Make an exact copy of the entries, taking out every picture.
-- Opening Marker --
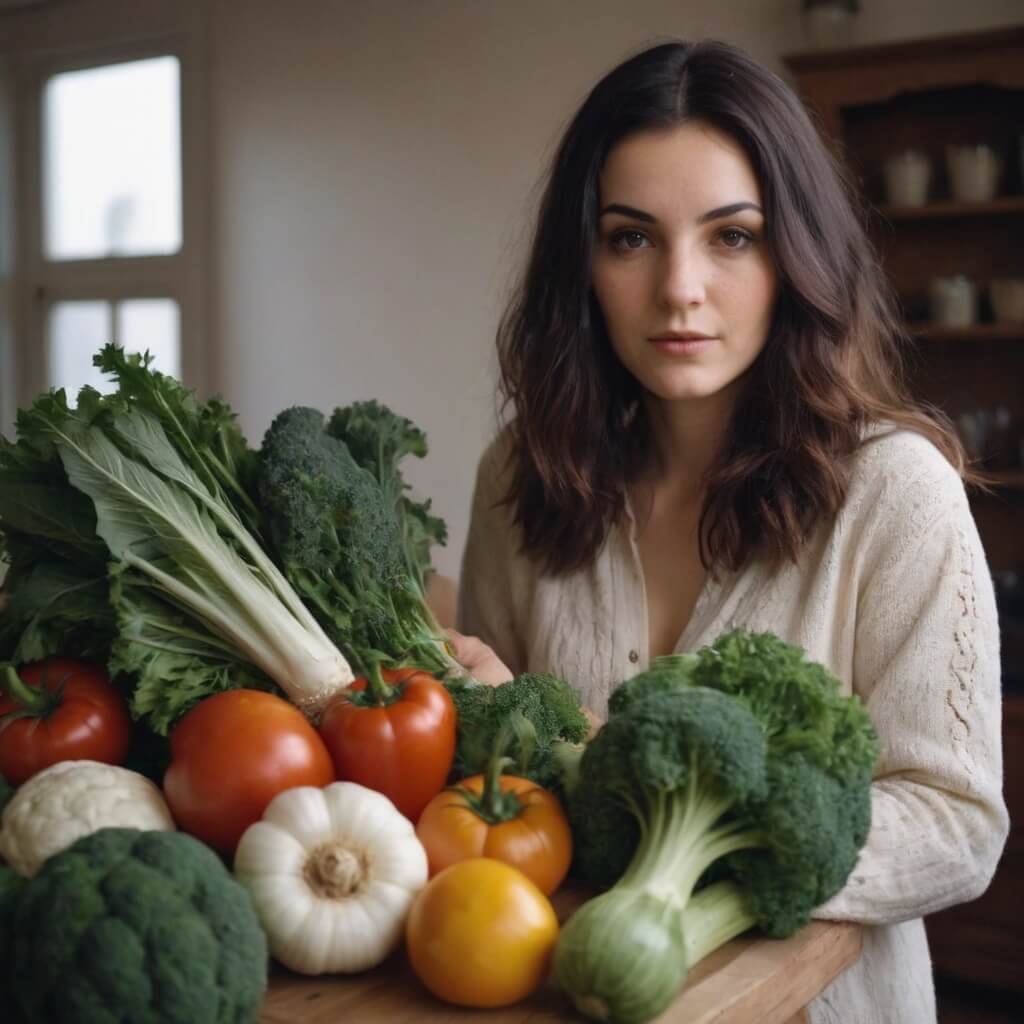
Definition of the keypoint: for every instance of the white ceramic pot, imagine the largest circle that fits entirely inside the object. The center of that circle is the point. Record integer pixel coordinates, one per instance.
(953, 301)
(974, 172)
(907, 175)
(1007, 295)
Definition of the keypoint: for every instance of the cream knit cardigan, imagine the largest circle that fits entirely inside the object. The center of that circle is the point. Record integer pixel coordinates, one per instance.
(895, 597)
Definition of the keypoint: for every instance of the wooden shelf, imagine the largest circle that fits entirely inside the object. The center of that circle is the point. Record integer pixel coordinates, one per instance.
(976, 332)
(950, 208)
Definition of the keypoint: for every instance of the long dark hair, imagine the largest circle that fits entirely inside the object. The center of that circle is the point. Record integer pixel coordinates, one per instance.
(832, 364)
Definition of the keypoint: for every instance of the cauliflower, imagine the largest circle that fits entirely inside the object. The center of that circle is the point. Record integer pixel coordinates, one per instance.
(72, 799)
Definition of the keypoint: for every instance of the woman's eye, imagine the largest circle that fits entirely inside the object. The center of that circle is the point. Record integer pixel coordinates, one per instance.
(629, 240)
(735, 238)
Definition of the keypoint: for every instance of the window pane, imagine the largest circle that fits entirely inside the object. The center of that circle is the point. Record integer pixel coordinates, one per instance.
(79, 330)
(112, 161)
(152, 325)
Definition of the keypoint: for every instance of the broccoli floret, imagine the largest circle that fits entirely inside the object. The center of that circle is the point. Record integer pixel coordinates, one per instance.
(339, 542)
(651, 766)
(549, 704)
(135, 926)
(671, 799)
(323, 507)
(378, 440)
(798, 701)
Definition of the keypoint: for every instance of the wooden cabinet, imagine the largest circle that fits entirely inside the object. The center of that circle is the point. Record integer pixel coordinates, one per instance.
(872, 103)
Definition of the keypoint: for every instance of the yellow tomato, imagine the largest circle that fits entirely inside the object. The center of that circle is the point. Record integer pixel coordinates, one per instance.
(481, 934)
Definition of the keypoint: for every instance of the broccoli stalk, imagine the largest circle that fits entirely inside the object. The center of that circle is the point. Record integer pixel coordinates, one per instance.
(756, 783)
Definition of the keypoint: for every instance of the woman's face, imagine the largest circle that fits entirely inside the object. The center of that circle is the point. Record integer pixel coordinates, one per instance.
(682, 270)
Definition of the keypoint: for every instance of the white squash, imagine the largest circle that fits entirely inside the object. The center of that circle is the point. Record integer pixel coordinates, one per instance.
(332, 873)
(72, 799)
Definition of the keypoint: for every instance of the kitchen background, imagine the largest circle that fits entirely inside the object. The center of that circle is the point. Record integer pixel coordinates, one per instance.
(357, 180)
-- Closing Marker --
- [SOLVED PROBLEM]:
Definition of the keypoint: for every instance of the white ceramic pot, imagine the largest circle that fits entirely inside the object. The center of that circle is the point. Record integer pixel coordinates, one per instance.
(953, 301)
(974, 172)
(907, 175)
(1007, 295)
Definition of the keypoint: for every instance of the cream knit cardigan, imagine the largest circle that fits entirely inside the object. The center of that circle is the point. Record integer pixel coordinates, one per instance.
(895, 597)
Definition of the keypoint: for every instance of the wooden shelf, imagine the largest circle that fits entirely inside the object. The center of that circle is the point. Record integer pixel coordinates, one per instance.
(976, 332)
(950, 208)
Definition of the keypoint: for every instance of the long dark hair, imagine the largest circle that fits entirely inside the object. The center of that circle is the point. Record integer pixel coordinates, one per instance.
(832, 364)
Definition of the keypoint: for every instance of the cauliflower, imagine the largest circle that fits entirely inside the object. The center of that circle is the point. Record integer pixel coordinates, one per instance.
(72, 799)
Definition of the keypoint: for every instance of the woman's eye, imagine the largest circle that fits entirely inside the object. The center of that circle is the point. Record integer pixel coordinates, one per instance.
(629, 240)
(735, 238)
Definition of the keypoint: for every instance of the window pane, imagine the largest circle that fits entirely inside the object. The center of that circle is the point. Record integer pixel coordinates, one per instance.
(79, 330)
(112, 161)
(152, 325)
Definition of the keypoint: for every instance of the broccoli floret, imagine the largest circle that fits entirely inside the object. The center of that circle is the point. Record integer pixel coordinates, one per instance.
(339, 542)
(651, 766)
(549, 704)
(135, 926)
(671, 799)
(323, 507)
(378, 440)
(798, 701)
Definition of the keypoint: for every instance of the wooden cabinet, imagine the largest circle that fits entirely inside the object. The center of that circle is the point. Record integer pixel coordinates, one per instance.
(872, 103)
Definition of the keypoint: for every instance of the yellow tomato, imagine the largest circle that fits entirely inside the object. The center of that circle is the point. Record integer pixel coordinates, one per instance.
(481, 934)
Definition of the keypoint: for every instance of the broccoli stalk, imagine the largest circle that fits entirely inside the object. The center of that circle is the point. Record integer pixel coordinates, one per instance.
(756, 783)
Definition of the keypoint: for every instance of the woman's face, imagine the largest circle that fits entirely inside the object. The center of that circle is the point. Record integer pixel coordinates, one per instance.
(682, 270)
Definition of the keypoint: for every instance of the white squash, imagine the largest circle that fits entirely inside the object. The center of that circle is the point. Record integer pixel coordinates, one per instance.
(332, 873)
(72, 799)
Definition of the keypoint: for every instance of the kitchen background, imagine the largest circle that fits entirely inside the object. The center of that circle is the point. Record integer pixel coordinates, one per instance.
(357, 180)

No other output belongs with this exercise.